### EXCERPTED TEXT
Tom Holland Paid A Huge Price To Commit To His Role In Cherry
Unlike many stars who try to make risky dieting sound easy, giving audiences unrealistic expectations for their own bodies, Holland cuts straight to the chase. “It was awful. Truly,” he told GQ of the experience that saw him lose a significant amount of his body weight. The actor says his trainer, George Ashwell, restricted his diet to 500 calories per day and told him to run 10 miles. After surviving the shoot on these unsustainable numbers, Holland then had to regain the weight with similar quickness.
“I got very sick, actually,” he says about the process. “And it’s changed my relationship with food completely. I think I would find it very difficult to find a role that would warrant that sort of abuse on my body again.” As miserable as it is that the actor went through this, it’s great to hear him call it what it is: abuse to one’s body. By any professional measurement, that diet would be diagnosable as an eating disorder. Yet for some reason, it’s been seen as an industry standard for actors for years.
######
# [EXERCISE SET]
A. Please reproduce the part of the Tom Holland article starting with "Tom Holland Paid" and going on through "with similar quickness.".
B. In the Tom Holland article, why does the writer say it's great to hear Holland talk about his dieting experience? Answer in one to three sentences.
You won't need the records.
### EXCERPTED DATA
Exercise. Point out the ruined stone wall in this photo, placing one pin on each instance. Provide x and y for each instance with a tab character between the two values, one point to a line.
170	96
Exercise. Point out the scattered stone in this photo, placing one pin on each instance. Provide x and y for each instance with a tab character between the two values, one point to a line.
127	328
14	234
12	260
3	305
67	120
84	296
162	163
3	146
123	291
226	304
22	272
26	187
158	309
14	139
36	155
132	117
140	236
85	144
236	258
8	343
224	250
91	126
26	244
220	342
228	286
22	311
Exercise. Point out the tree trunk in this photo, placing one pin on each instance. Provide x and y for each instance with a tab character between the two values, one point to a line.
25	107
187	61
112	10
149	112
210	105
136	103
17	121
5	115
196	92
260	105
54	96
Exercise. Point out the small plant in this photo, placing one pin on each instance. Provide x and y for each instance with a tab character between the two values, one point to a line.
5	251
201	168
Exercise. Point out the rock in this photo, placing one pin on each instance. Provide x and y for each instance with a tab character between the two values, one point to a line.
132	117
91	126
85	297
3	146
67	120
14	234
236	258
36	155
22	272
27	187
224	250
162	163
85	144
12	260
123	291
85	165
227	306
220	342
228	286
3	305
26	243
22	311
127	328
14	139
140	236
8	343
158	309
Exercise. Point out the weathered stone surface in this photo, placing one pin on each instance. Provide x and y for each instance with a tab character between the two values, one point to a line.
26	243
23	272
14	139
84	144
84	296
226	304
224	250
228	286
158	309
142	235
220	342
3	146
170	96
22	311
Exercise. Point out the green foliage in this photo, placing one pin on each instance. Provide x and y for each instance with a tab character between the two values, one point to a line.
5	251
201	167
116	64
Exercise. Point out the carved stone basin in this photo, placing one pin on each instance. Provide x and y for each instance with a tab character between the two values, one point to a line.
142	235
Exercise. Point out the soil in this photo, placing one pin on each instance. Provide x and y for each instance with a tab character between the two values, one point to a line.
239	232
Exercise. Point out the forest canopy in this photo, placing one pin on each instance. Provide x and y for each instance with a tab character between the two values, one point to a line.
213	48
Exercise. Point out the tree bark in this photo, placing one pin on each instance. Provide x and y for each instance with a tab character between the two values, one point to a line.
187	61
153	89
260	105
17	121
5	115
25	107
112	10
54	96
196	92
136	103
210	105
######
# [RESULTS BY TASK]
A.
Tom Holland Paid A Huge Price To Commit To His Role In Cherry
Unlike many stars who try to make risky dieting sound easy, giving audiences unrealistic expectations for their own bodies, Holland cuts straight to the chase. “It was awful. Truly,” he told GQ of the experience that saw him lose a significant amount of his body weight. The actor says his trainer, George Ashwell, restricted his diet to 500 calories per day and told him to run 10 miles. After surviving the shoot on these unsustainable numbers, Holland then had to regain the weight with similar quickness.

B. Holland calls the experience what it is: abuse to one's body. This sets him apart from the many stars who make risky dieting sound easy and give audiences unrealistic expectations for their own bodies.